Required work: Reproduce the tail of the data exactly. It starts at the line containing "Where can you spot the group" and runs to the last line.

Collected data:

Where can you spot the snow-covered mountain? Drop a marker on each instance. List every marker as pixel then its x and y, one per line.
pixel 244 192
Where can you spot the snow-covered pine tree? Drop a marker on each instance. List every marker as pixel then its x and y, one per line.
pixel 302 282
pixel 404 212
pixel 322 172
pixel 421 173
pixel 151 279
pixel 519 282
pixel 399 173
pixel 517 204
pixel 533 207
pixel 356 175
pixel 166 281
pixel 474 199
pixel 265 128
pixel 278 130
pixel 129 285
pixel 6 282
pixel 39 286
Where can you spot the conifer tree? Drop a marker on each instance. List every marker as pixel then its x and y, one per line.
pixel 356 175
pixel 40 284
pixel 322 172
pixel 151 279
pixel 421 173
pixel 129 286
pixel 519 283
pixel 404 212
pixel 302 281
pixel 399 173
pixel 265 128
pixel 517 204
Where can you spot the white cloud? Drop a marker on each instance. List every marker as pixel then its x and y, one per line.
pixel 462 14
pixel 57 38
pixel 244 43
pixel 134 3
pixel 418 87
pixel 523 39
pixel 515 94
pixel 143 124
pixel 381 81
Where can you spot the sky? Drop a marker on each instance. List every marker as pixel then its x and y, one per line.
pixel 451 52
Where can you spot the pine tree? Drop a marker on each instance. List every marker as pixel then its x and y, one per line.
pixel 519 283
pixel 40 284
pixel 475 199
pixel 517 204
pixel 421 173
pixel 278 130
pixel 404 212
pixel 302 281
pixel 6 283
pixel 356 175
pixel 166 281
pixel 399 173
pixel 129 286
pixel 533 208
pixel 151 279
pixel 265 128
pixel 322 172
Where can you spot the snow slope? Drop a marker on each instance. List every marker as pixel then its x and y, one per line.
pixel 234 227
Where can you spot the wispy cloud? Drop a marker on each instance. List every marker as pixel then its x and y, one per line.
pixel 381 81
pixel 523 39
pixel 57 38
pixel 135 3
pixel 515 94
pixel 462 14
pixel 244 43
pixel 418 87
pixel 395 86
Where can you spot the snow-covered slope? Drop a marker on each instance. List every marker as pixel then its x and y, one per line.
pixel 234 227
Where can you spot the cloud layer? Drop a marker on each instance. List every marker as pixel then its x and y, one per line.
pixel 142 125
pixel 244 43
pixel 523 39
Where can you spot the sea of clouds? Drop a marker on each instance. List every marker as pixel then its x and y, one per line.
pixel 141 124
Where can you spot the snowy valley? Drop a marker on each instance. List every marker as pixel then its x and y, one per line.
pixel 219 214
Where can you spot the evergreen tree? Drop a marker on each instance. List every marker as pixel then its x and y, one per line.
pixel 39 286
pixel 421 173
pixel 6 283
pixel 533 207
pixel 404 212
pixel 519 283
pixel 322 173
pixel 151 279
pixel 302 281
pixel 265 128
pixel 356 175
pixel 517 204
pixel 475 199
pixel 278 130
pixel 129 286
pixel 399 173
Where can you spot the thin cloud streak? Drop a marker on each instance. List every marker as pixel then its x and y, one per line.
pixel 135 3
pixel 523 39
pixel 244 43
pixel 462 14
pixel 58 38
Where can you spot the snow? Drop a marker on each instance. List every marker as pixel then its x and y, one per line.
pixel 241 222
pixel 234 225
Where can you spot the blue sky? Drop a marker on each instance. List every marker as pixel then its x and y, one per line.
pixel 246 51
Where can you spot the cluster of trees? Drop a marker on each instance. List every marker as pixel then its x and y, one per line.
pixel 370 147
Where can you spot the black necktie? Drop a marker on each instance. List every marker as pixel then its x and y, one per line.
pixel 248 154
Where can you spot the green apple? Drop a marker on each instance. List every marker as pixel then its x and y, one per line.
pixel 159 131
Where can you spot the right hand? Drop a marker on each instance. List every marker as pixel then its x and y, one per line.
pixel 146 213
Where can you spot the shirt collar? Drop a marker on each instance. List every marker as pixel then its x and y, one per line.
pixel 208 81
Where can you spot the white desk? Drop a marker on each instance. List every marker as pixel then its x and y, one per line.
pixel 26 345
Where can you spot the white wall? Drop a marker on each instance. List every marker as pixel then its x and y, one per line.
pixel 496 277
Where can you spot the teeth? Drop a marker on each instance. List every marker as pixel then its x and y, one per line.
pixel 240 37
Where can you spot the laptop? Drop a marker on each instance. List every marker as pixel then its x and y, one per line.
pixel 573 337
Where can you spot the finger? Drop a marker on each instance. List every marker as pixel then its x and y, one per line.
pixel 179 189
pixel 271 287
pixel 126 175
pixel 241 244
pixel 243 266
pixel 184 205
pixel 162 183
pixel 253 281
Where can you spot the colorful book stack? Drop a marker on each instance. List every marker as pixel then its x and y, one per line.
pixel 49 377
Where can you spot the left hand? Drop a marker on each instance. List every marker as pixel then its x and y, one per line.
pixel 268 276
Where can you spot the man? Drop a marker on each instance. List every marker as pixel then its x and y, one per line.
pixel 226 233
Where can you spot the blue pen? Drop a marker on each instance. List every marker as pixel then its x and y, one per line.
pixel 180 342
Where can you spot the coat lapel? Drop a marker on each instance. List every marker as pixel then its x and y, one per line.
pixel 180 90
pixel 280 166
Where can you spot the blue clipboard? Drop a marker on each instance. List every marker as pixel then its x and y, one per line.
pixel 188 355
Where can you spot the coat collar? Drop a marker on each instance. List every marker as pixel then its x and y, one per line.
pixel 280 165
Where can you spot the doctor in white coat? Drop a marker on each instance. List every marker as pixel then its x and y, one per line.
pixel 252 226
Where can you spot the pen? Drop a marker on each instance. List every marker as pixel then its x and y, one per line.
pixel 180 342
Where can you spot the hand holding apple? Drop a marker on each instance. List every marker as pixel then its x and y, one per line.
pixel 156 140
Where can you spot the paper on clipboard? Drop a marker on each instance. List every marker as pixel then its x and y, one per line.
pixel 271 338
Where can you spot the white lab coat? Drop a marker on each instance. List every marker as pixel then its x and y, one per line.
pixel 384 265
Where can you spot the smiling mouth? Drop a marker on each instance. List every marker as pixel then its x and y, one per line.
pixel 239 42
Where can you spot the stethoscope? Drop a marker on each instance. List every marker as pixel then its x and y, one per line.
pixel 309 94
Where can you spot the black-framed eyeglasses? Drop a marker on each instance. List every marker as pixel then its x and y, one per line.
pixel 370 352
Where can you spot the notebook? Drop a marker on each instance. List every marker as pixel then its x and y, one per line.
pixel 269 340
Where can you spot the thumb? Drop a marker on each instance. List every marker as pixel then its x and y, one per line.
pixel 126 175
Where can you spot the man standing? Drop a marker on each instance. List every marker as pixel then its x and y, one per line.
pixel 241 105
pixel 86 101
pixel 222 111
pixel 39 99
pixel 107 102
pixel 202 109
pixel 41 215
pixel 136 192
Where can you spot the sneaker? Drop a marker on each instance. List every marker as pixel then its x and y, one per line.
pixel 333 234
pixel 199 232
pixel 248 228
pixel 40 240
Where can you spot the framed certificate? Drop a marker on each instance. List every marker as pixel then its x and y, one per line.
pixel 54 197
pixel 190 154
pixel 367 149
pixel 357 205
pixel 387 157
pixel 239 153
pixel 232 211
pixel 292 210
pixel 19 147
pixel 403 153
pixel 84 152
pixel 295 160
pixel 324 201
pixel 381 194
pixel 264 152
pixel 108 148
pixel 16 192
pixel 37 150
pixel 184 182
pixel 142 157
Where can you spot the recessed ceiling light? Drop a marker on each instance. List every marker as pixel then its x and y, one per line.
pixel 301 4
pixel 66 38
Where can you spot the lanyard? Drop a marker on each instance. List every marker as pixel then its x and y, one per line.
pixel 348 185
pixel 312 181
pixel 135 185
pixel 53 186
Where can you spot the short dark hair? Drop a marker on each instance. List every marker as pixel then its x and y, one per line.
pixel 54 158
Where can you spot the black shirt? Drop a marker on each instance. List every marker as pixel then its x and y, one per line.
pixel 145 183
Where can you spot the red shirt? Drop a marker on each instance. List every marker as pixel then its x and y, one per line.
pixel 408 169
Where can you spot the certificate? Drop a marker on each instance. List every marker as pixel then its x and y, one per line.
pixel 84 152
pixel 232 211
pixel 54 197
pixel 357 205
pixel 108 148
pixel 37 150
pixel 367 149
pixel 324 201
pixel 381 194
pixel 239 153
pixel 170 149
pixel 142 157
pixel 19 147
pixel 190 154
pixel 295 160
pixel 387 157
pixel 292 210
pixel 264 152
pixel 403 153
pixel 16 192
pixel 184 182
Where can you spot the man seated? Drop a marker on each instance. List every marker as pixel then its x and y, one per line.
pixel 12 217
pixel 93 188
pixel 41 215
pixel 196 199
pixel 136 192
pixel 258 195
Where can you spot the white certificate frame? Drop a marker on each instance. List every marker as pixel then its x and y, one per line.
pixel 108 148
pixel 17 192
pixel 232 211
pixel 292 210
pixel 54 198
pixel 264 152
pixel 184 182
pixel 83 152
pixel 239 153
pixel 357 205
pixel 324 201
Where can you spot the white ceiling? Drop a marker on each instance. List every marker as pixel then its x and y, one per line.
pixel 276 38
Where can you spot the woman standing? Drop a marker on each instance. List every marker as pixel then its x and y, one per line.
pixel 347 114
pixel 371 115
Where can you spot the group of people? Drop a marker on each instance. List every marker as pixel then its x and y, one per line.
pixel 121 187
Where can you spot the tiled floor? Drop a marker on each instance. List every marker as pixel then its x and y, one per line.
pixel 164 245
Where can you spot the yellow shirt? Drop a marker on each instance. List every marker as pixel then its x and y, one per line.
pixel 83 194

Written reply:
Where can you spot the group of people? Drop a marker on each instance. List every marker as pixel then its x and y, one per line.
pixel 121 187
Where can you spot the tiled floor? Drop a marker on each instance. List every marker as pixel then its x and y, one per line.
pixel 164 245
Where can you spot the yellow shirt? Drop a marker on each instance. List every marker as pixel then its x and y, one per line.
pixel 83 194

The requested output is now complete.